Work instructions:
(1) Rewrite the passage of the weak dependence review that opens with "- This book, which" and closes with "S. N. Bernstein.", swapping "trick" for "technique".
(2) Continue the weak dependence book review from its last sentence.

━━ Text shown ━━

Books to Read While the Algae Grow in Your Fur, April 2009
- Jérôme Dedecker, Paul Doukhan, Gabriel Lang, José
Rafael León R., Sana Louhichi and Clémentine
Prieur, Weak
Dependence: With Examples and Applications
- As every
school-child knows, a sequence of probability measures \( D_n \) converges
"weakly" or "in distribution" on a limit \( D \) if \( D_n f \equiv \int{f(x) d
D_n(x) }\) converges on \( Df \) for every bounded and continuous test function
\( f \). In particular, if \( D_n \) is the joint distribution of two random
variables from a time series separated by a time-lag \( n \), with marginal
distributions \( P \) and \( Q \) for the past and the future, then the series
is asymptotically independent if \( D_n \) converges in distribution on the
product measure \( P \otimes Q \).
- (This is "weak" convergence because the \( D_n \) can look
very different from the limiting \( D \). A classic example: \( D_n
\) puts probability 1/n on the points \( \frac{1}{n}, \frac{2}{n},
\ldots \frac{n}{n} =1 \). This converges weakly to the uniform distribution on
the unit interval [0,1], despite apparent obstacles like the latter giving
probability 1 to the irrational numbers, while all the \( D_n \) give them
probability 0.)
- A large literature has grown up since the 1950s which concerns itself with
properties of asymptotically-independent stochastic processes, usually
measuring the approach to independence by means of various "mixing
coefficients", along the lines introduced
by Rosenblatt. As the
name implies, if these coefficients go to zero asymptotically, then the process
is strongly mixing. Having these mixing coefficients go to zero is very nice,
since it implies that many of the nice properties of IID sequences (central
limit theorems, PAC-learning
results, etc.), carry over to the dependent-but-mixing sequences.
Unfortunately, strong mixing is a very strong property, which is hard to prove
and in many cases is known to fail --- even when there is asymptotic
independence!
- This book, which summarizes and extends a series of recent papers by the
authors (in various combinations) is about proving limit theorems --- laws
of large numbers, central limit
theorems, empirical-process
convergence, etc. --- for asymptotically-independent but non-mixing
processes, which the authors call "weakly dependent". Their theorems in
chs. 6--10 can, in large part, be seen as instances of
the trick that I learned
as "blocking", and which they attribute
to S. N. Bernstein.

━━━
━━ Material shown ━━

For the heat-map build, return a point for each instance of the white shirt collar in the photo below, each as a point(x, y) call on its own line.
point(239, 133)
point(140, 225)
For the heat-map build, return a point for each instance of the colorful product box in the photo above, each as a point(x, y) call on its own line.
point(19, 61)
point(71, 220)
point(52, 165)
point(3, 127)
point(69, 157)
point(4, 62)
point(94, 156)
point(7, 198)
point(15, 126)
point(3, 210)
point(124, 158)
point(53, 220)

━━━

Expected responses:
(1)
- This book, which summarizes and extends a series of recent papers by the
authors (in various combinations) is about proving limit theorems --- laws
of large numbers, central limit
theorems, empirical-process
convergence, etc. --- for asymptotically-independent but non-mixing
processes, which the authors call "weakly dependent". Their theorems in
chs. 6--10 can, in large part, be seen as instances of
the technique that I learned
as "blocking", and which they attribute
to S. N. Bernstein.

(2)
To calculate the time average of some function of a (stationary) process, for
instance, divide the series up into a series of long blocks, plus padding or
filler in between them. The global average is, trivially, equal to the average
of the within-block averages, plus a remainder term for contributions from the
filler. By stationarity, the blocks all have the same distribution, and by
weak dependence the blocks are nearly independent --- more nearly with
longer fillers. So one can show that the global average will have the same
behavior as it would in the IID case, if one can control (1) the corrections
due to the remaining dependence among the blocks, and (2) the remainder due to
the fillers between the blocks. Controlling (2) is fairly straightforward; the
new stuff here comes from controlling (1), the residual dependence.
- Following lines laid down in mixing theory, the authors tackle (1) by
constructing deviation inequalities, bounds on the probability that sample
values differ from expectations by more than a certain amount. Typically,
these inequalities (chs. 4 and 5) have a more-or-less combinatorial flavor,
though they also use coupling, and a lot of manipulation
of cumulants (without
making the connection to large
deviations theory via cumulant generating functions). --- As usual
with such inequalities, it's rarely clear whether the various factors of 33 (or
whatever) are for real, or just the best one can do with the current method of
proof; but they suffice for many purposes, and I suppose it's better to have
the constants be explicit than to bury them inside \( O() \) or \( o() \).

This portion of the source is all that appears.